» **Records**
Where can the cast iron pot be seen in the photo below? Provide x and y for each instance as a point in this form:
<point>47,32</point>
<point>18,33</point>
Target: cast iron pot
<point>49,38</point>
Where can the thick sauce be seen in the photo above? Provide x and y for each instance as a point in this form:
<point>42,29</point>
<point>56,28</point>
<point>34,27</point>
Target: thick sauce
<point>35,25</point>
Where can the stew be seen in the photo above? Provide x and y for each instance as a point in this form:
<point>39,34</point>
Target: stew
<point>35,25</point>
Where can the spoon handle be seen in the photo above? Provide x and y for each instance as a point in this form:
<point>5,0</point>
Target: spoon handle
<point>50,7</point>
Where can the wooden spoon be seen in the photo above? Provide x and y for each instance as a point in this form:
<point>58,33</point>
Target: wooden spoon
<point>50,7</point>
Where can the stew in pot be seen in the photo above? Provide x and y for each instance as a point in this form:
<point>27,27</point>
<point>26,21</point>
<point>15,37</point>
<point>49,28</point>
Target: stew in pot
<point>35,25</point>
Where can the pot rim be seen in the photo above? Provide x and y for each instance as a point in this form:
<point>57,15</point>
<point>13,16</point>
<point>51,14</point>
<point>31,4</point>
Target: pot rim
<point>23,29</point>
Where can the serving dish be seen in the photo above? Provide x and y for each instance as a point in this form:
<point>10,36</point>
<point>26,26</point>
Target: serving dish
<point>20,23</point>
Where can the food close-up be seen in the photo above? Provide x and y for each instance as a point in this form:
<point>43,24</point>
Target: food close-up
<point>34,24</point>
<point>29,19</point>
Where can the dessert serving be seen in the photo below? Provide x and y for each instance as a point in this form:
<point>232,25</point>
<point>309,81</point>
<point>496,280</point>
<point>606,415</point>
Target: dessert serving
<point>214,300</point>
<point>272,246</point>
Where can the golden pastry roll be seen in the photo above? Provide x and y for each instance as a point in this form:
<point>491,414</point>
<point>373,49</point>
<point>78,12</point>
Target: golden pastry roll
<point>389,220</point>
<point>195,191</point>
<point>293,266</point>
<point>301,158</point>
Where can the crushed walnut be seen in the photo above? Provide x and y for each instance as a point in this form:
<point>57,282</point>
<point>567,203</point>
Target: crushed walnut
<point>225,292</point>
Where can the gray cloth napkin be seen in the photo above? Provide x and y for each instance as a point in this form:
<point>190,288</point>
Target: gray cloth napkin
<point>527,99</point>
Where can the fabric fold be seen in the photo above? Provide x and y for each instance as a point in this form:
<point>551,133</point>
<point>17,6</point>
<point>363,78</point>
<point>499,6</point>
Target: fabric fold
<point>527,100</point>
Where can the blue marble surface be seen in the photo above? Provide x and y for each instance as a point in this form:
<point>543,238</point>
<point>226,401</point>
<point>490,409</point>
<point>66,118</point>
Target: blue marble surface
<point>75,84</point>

» **Task prompt**
Rewrite every row above, changing "each instance" to "every instance" wherever it appears and keeping everything else the same.

» **Solution to the exercise**
Where can the cast iron pot be seen in the photo below? Provide x and y for every instance as a point in this form:
<point>47,32</point>
<point>18,33</point>
Target: cast iron pot
<point>49,38</point>
Where can the thick sauce be seen in the photo above? Provide x and y for every instance as a point in this form:
<point>42,29</point>
<point>56,28</point>
<point>34,27</point>
Target: thick sauce
<point>35,25</point>
Where can the stew be seen in the photo above? Provide x and y for every instance as a point in this form:
<point>39,34</point>
Target: stew
<point>35,25</point>
Where can the spoon handle be seen in the photo above? Provide x and y for every instance as a point in this form:
<point>5,0</point>
Target: spoon handle
<point>50,7</point>
Where can the wooden spoon be seen in the photo above? Provide x and y for every instance as a point in this form:
<point>58,33</point>
Target: wooden spoon
<point>50,7</point>
Where can the stew in pot be seen in the photo above? Provide x and y for every instance as a point in this form:
<point>27,27</point>
<point>26,21</point>
<point>15,37</point>
<point>49,28</point>
Target: stew in pot
<point>35,25</point>
Where can the pot rim be seen in the photo above? Provide x and y for every instance as a point in this form:
<point>57,15</point>
<point>13,16</point>
<point>51,14</point>
<point>31,4</point>
Target: pot rim
<point>23,29</point>
Where can the serving dish be seen in the photo above? Provide x and y for every instance as a point in this form:
<point>10,36</point>
<point>26,26</point>
Target: serving dish
<point>20,23</point>
Where can the food close-up be seen in the photo above? Provide x and y for every instance as a point in this form:
<point>43,24</point>
Target: food close-up
<point>34,24</point>
<point>29,19</point>
Where can the dessert serving be seen in the photo below? Provide x and y for every instance as a point in this form:
<point>232,25</point>
<point>309,81</point>
<point>496,280</point>
<point>606,415</point>
Target: dessert serving
<point>214,300</point>
<point>272,246</point>
Where can the golden pastry roll be seen in the photo above? Provide x and y for every instance as a point in this form:
<point>491,414</point>
<point>373,49</point>
<point>78,12</point>
Target: golden pastry roll
<point>389,220</point>
<point>195,191</point>
<point>293,266</point>
<point>301,158</point>
Where can the crushed walnut be seen in the photo above? Provide x and y for every instance as a point in this form:
<point>57,282</point>
<point>567,203</point>
Target: crushed walnut
<point>225,292</point>
Where can the gray cloth napkin be seen in the photo above? Provide x and y for every instance as a point in this form:
<point>190,288</point>
Target: gray cloth napkin
<point>527,99</point>
Where can the fabric fold be seen in the photo above? Provide x and y for every instance as a point in this form:
<point>551,133</point>
<point>17,6</point>
<point>363,78</point>
<point>499,6</point>
Target: fabric fold
<point>527,100</point>
Where can the blue marble surface be seen in the photo above? Provide x and y for every instance as a point in this form:
<point>543,238</point>
<point>226,401</point>
<point>490,409</point>
<point>66,118</point>
Target: blue marble surface
<point>75,84</point>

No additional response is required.